▸ Work to complete: Can you reproduce the Dansketinde climbing report, everything from "On July 16 the" down to "descent was made.", but substitute "marker flags" for "marker wands"?

▸ Document segment:
North America, East Greenland, Staunings Alps, Dansketinde, First Ascents of South and Southwest Ridges
Staunings Alps, Dansketinde, first ascents of south and southwest ridges. On July 15, Hamish Irvine, Colwyn Jones (Medical Officer), Jonathan Preston, and myself (leader), forming the Scottish Mountaineering Club East Greenland Expedition, were flown by helicopter from Mesters Vig to a landing at Col Major (2,100m) near Dansketinde (2,930m), the highest peak in the Staunings Alps.
The major aim of the expedition was the first ascent of the stunning, unclimbed south ridge of Dansketinde, with the first ascent of the southwest ridge a secondary objective. The only other major ridge on this spectacular peak is the northwest ridge, which was first climbed by Preston and Reid in 1996. The weather throughout the expedition was mixed, with the team experiencing alternately clear, calm days, which were perfect for climbing, clear but extremely windy days, and days of total white-out that were often accompanied by wind and considerable spindrift.
On July 16 the whole team first acclimatized by climbing Dansketinde via the Original Route. Jones and Preston had climbed this route in 1996 and found last year s ascent to be a little more difficult, due to crevasses that had not been present previously. However, the round trip was accomplished in nine hours and marker wands left during the descent to aid future navigation in poor conditions. On the 19th all four climbed a lower and more or less independent section of the south ridge (PD) to a snow col at the start of the main ridge. From here an easy descent was made.
On the 22nd all four climbers made an attempt on the main part of the south ridge, leaving base camp at 3 a.m. and starting the first rock pitch at 4.30. Around 11 p.m., having been climbing for some 18 hours at grades of up to British VS, this attempt petered out about two-thirds of the way up the ridge, below a steep and verglassed wall. The weather was very cold and windy, and the team was now exhausted. An escape was effected over the next six hours by making 15 abseils down the face below.
On the 29th and leaving camp at 8:20 p.m., the whole party climbed the southwest ridge, following a route some 50m below the crest on the west flank. This gave a great natural line with numerous pitches of Scottish grade IV and V ice and mixed climbing. We reached the western summit at 6 p.m. A snow arête joins this to the main summit, from where the team descended the Original Route to base camp, arriving at 1:45 a.m. The overall grade was felt to be TD+.

▸ Source data:
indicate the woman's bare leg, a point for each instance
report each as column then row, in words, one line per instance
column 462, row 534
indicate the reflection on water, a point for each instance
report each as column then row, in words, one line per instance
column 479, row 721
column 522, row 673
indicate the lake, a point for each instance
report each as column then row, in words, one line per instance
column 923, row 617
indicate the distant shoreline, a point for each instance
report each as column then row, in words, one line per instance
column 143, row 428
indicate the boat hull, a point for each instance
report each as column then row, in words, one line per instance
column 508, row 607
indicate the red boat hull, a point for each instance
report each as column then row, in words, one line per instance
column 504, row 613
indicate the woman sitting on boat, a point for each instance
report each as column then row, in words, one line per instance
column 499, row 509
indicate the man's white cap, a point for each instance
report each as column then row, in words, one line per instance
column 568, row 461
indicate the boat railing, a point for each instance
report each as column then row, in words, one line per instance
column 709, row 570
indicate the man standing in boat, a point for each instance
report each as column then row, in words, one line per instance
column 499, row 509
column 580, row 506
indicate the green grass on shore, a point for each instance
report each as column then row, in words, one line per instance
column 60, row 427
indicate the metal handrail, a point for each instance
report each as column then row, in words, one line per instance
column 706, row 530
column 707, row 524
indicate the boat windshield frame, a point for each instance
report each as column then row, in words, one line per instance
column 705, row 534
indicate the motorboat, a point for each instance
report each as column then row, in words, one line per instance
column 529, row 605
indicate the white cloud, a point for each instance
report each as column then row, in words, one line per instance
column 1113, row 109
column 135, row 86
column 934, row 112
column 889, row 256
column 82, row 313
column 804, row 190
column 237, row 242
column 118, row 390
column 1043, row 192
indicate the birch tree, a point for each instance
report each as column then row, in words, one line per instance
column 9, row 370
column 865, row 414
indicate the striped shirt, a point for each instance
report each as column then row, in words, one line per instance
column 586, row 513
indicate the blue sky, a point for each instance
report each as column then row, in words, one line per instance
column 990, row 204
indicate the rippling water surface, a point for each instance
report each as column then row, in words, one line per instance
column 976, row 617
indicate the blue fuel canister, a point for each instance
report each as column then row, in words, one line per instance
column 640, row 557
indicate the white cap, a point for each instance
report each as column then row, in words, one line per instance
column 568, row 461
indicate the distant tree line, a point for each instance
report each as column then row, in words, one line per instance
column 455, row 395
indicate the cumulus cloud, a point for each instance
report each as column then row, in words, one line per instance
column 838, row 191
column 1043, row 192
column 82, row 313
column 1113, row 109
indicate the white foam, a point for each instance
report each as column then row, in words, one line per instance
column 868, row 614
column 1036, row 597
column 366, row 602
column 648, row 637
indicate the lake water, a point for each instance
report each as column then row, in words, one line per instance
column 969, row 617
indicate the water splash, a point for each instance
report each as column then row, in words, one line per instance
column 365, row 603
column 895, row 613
* * *
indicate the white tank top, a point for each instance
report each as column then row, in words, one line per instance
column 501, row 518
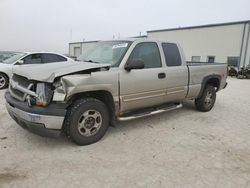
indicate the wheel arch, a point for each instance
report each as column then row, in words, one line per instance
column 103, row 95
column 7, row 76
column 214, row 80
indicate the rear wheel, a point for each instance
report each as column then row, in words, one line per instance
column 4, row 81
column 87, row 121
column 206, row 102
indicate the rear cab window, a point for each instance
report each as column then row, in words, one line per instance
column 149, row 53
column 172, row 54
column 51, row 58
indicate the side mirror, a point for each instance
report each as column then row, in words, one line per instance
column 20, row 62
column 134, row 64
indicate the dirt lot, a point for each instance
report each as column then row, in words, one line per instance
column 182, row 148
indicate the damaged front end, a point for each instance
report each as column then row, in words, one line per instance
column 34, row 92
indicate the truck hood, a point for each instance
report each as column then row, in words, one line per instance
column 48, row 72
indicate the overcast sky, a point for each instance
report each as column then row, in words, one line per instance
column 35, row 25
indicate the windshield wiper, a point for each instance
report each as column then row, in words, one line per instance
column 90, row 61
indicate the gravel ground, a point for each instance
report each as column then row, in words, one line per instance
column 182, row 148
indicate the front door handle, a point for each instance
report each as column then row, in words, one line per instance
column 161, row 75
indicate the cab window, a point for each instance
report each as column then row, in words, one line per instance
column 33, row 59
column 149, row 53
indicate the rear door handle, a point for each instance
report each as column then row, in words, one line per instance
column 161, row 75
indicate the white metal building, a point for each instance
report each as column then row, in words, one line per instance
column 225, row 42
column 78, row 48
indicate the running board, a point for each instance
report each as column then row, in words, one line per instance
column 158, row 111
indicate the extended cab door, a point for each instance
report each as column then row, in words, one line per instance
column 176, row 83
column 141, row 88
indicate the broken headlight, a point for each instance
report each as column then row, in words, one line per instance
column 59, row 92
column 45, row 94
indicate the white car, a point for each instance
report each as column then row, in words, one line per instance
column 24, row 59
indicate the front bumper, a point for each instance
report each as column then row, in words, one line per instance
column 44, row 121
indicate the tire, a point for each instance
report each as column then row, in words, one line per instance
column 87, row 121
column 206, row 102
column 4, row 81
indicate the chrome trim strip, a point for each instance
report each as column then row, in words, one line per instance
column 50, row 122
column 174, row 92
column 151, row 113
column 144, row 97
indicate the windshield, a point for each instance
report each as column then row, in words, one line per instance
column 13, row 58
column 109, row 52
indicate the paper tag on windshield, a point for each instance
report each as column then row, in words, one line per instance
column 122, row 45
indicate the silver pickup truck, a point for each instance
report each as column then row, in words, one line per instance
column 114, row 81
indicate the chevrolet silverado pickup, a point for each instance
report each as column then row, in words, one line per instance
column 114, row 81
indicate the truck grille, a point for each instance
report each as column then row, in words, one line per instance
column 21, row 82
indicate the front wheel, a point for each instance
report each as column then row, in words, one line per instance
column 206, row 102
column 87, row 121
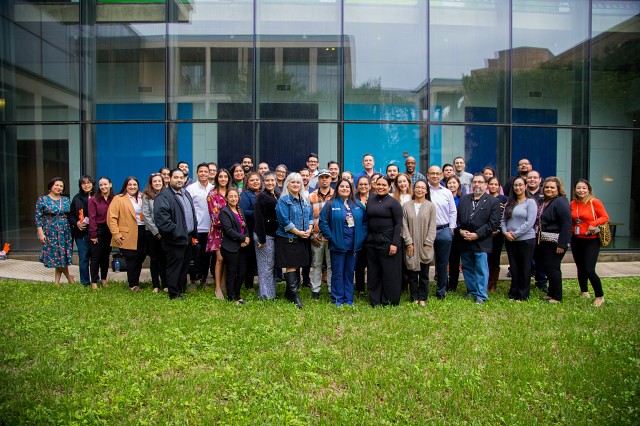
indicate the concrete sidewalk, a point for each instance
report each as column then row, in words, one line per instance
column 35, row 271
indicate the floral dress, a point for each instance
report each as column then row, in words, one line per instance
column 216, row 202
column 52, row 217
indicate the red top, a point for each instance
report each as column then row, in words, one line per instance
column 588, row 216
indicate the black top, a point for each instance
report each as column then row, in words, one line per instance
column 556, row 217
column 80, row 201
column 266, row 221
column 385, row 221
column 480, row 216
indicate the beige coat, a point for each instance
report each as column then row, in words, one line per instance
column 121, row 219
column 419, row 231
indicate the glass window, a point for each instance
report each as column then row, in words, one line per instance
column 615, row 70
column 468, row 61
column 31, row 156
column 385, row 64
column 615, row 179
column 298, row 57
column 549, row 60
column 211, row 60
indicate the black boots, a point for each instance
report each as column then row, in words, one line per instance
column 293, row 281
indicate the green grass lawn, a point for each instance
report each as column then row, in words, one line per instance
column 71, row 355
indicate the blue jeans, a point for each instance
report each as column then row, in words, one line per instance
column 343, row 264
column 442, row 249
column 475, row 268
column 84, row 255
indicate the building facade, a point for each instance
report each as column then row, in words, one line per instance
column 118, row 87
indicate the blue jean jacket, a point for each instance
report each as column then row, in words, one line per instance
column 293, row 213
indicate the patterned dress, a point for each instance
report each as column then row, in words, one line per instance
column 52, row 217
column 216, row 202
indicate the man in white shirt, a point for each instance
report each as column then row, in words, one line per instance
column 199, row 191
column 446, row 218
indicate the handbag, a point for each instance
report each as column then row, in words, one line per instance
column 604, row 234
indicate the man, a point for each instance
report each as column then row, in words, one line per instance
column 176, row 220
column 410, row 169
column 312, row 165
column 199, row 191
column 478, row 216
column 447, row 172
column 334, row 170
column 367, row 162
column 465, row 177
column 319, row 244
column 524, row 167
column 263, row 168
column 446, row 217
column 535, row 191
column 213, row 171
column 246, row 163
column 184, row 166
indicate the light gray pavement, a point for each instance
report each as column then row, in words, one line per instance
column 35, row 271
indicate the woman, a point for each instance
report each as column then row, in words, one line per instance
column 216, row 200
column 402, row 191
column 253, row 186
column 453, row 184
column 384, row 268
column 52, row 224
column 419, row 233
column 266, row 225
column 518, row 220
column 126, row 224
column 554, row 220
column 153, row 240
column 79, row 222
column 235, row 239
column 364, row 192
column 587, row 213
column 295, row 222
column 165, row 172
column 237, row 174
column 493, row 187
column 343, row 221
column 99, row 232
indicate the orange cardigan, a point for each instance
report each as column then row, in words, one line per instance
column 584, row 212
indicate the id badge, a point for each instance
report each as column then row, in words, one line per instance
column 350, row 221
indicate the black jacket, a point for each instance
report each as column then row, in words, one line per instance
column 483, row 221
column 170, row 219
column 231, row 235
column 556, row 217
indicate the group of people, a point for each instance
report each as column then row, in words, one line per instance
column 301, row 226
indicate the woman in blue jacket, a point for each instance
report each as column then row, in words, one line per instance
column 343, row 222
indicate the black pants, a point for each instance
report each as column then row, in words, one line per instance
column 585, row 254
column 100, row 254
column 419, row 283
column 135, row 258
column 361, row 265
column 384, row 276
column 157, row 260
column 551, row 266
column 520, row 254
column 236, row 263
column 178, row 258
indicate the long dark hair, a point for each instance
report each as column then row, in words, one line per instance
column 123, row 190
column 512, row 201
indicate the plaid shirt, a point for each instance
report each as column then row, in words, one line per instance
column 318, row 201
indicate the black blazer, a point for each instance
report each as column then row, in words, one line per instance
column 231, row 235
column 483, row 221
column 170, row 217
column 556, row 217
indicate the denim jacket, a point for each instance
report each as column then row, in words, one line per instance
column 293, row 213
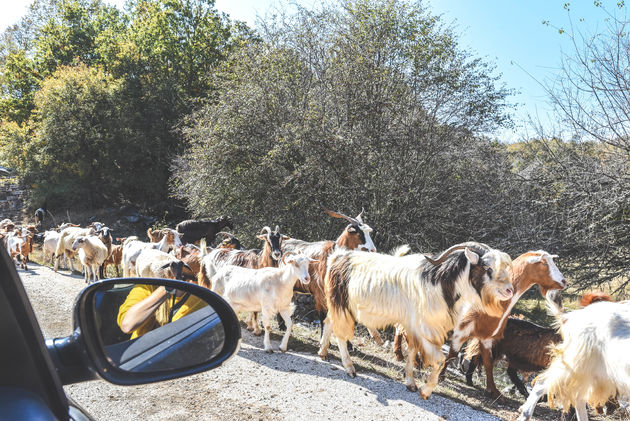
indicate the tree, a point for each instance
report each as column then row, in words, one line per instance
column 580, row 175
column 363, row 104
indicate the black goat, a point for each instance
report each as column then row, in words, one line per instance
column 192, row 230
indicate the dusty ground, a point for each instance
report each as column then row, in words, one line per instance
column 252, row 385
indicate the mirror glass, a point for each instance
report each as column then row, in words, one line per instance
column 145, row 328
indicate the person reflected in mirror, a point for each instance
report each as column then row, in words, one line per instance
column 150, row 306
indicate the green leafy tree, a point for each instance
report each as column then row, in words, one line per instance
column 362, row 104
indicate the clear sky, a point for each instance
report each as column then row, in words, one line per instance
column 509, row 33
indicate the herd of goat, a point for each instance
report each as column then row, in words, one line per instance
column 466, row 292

▸ Exercise answer:
On July 16 the whole team first acclimatized by climbing Dansketinde via the Original Route. Jones and Preston had climbed this route in 1996 and found last year s ascent to be a little more difficult, due to crevasses that had not been present previously. However, the round trip was accomplished in nine hours and marker flags left during the descent to aid future navigation in poor conditions. On the 19th all four climbed a lower and more or less independent section of the south ridge (PD) to a snow col at the start of the main ridge. From here an easy descent was made.